Tekst źródłowy:
#####

24 grudnia po długiej i ciężkiej walce z chorobą zmarł 2-letni Franuś z Roztoki. Mieszkańcy powiatu świdnickiego i jaworskiego zbierali pieniądze na jego leczenie za granicą.
Chłopiec miał zaledwie 14 miesięcy, gdy zachorował na ostrą białaczkę szpikową. Bardzo szybko znaleziono dawcę szpiku, niestety przeszczep nie przyjął się. Szansą dla Frania miała być eksperymentalna terapia we Francji. Niestety i ona nie przyniosła spodziewanego efektu. 24 grudnia maluch zmarł. Kondolencje dla bliskich chłopca przekazał m.in. Jaworski Ośrodek Kultury.

#####

Materiał do analizy:

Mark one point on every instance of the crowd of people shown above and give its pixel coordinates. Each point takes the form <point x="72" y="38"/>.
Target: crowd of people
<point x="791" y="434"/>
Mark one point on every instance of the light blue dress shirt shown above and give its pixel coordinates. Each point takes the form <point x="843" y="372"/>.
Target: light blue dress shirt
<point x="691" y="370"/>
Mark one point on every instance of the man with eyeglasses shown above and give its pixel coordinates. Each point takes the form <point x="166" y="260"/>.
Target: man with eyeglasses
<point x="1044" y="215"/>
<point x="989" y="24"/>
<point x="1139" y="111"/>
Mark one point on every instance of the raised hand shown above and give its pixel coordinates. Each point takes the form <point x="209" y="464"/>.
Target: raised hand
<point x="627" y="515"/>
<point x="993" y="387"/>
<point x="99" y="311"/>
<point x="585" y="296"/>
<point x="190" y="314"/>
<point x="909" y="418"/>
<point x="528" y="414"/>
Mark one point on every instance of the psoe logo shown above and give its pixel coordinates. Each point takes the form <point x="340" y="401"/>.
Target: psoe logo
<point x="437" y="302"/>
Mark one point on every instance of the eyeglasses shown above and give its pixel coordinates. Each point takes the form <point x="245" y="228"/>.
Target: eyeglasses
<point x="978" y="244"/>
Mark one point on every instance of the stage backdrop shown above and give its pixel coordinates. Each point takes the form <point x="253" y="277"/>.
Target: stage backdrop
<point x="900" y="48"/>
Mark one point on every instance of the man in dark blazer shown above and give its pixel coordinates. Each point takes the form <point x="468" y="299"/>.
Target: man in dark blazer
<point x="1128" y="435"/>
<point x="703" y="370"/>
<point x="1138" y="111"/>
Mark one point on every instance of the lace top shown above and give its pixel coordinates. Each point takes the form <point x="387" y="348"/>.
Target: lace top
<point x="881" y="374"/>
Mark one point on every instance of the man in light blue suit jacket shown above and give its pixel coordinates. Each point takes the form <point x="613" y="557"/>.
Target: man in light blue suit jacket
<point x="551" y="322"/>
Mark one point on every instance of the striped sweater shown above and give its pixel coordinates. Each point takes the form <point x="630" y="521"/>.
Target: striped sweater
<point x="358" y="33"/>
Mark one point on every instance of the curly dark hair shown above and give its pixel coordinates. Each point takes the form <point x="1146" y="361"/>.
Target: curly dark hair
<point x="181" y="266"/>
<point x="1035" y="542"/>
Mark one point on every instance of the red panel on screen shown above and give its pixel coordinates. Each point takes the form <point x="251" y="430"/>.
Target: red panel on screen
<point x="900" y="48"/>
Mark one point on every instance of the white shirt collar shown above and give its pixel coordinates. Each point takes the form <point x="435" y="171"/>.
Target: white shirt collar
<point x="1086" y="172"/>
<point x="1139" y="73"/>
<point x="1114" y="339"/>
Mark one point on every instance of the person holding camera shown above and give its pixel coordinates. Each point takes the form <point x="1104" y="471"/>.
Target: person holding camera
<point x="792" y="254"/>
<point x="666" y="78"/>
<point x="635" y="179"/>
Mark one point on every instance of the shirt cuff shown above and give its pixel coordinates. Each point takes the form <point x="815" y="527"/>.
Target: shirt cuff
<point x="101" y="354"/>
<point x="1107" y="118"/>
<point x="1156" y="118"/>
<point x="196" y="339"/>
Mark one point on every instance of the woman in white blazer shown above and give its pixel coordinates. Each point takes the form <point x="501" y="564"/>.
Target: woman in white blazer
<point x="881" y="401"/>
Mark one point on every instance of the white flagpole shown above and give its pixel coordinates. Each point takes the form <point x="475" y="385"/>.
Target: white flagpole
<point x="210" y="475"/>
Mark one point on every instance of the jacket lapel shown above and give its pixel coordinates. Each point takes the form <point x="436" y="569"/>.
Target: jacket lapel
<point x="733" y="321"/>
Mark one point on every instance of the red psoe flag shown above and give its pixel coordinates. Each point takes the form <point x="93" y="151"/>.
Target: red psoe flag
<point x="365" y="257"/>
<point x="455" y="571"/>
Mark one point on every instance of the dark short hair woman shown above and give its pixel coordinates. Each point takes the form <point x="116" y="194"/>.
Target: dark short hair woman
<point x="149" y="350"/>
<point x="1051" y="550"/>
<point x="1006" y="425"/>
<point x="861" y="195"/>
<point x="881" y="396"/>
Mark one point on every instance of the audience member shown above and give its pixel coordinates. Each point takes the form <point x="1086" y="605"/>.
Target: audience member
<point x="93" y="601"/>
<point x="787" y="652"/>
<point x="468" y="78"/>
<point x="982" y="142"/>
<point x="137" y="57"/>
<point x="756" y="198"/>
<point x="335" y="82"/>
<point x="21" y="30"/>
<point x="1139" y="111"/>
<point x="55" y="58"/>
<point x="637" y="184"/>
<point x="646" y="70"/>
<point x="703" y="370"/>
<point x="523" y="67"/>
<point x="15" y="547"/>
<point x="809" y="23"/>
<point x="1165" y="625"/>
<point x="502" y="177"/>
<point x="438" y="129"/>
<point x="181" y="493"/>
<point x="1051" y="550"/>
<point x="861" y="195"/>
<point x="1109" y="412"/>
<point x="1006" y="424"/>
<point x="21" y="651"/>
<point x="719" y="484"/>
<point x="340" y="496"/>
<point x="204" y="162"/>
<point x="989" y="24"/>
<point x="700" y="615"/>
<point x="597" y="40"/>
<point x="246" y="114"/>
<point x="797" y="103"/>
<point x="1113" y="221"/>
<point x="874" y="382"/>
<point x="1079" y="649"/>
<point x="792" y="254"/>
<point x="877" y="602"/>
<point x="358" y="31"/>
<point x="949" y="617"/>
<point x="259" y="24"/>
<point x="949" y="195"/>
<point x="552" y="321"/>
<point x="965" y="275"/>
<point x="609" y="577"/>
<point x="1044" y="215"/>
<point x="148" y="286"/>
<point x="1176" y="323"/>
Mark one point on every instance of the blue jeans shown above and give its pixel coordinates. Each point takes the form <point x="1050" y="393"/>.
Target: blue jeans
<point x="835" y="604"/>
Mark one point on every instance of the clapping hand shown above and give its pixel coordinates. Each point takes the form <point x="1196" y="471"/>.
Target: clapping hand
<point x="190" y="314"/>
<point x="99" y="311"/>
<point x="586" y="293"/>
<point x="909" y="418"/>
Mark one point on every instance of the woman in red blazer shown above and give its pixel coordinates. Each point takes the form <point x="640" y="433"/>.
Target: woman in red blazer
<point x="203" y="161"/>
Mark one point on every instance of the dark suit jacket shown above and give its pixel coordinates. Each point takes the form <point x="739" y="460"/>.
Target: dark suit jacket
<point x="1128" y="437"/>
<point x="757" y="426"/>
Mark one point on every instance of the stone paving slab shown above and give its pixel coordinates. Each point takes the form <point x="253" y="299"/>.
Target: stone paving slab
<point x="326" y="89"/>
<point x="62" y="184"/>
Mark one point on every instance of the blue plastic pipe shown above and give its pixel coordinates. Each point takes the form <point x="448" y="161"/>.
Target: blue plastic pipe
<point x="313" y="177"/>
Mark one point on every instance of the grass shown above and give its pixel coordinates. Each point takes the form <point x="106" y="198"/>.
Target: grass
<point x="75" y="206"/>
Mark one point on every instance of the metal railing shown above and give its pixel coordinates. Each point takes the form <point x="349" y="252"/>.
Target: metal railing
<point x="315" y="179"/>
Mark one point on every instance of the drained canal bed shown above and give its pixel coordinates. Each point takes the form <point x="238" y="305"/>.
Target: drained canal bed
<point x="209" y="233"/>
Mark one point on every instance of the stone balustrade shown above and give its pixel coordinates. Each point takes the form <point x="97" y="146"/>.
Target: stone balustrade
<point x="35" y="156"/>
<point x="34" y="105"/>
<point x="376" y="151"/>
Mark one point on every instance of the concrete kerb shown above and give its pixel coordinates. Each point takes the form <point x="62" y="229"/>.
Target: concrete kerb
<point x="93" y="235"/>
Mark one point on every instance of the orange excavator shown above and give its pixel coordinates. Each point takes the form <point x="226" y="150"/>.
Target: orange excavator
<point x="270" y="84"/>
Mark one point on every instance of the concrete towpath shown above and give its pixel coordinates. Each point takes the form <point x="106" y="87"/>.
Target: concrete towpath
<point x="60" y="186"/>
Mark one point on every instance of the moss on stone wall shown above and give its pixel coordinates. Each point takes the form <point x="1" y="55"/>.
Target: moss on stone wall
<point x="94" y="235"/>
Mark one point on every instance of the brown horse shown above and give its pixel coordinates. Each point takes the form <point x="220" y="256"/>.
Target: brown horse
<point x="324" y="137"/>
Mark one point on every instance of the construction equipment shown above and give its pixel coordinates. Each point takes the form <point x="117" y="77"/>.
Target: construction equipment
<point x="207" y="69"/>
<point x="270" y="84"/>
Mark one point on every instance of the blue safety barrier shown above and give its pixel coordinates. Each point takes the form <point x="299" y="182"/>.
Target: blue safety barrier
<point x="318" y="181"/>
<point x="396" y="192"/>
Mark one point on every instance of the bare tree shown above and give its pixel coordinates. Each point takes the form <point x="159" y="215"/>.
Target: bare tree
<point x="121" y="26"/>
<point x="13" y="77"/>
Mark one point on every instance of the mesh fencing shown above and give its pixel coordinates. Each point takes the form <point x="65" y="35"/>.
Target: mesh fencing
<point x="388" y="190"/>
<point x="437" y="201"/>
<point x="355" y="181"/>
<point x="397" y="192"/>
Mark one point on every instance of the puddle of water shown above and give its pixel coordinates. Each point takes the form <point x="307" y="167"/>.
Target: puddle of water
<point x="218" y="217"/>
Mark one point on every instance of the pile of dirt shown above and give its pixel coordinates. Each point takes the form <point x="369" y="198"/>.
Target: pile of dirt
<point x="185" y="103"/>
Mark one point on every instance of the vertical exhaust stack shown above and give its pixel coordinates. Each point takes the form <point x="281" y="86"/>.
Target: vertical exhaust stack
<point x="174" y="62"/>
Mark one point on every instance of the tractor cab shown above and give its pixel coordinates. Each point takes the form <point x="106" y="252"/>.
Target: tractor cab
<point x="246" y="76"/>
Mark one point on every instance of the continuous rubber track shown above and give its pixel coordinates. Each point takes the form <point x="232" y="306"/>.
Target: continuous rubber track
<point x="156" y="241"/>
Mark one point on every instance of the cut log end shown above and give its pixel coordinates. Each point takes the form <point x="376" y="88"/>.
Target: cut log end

#####

Wykonaj polecenia:
1 – Oceń, czy poniższe stwierdzenia są zgodne z tekstem o chorobie Frania z Roztoki. Przy każdym odpowiedz „tak” lub „nie” i przytocz rozstrzygający fragment tekstu.
(a) Chłopiec zachorował na ostrą białaczkę szpikową w wieku 14 miesięcy.
(b) Przeszczep szpiku od znalezionego dawcy przyjął się.
(c) Eksperymentalna terapia, która miała być szansą dla chłopca, odbywała się w Niemczech.
2 – Rozwiń tekst o chorobie Frania z Roztoki, dopisując jego dalszy ciąg po ostatnim zdaniu.

Odpowiedzi pisemne:
1 –
(a) Tak: „Chłopiec miał zaledwie 14 miesięcy, gdy zachorował na ostrą białaczkę szpikową.”
(b) Nie: „niestety przeszczep nie przyjął się.”
(c) Nie: „Szansą dla Frania miała być eksperymentalna terapia we Francji.”

2 –
–Chcemy przekazać najszczersze wyrazy współczucia rodzinie Frania. W tych trudnych chwilach przytulamy Was najmocniej, jak tylko się da. Franio walczył dzielnie, a jego walka zjednoczyła nas wszystkich – społeczność Jawora, instytucje, organizacje społeczne, jak również każdego, kto z potrzeby serca chciał wesprzeć jego i jego rodzinę. Ta solidarność i wsparcie są dowodem na to, jak wielkie serca mają ludzie. W tych smutnych momentach prosimy każdego, kto czuje to za słuszne, o modlitwę za Frania i jego rodzinę. Niech znajdą siłę i pocieszenie w tych trudnych chwilach. Franio zawsze będzie częścią naszej społeczności i pozostanie w naszych sercach – czytamy.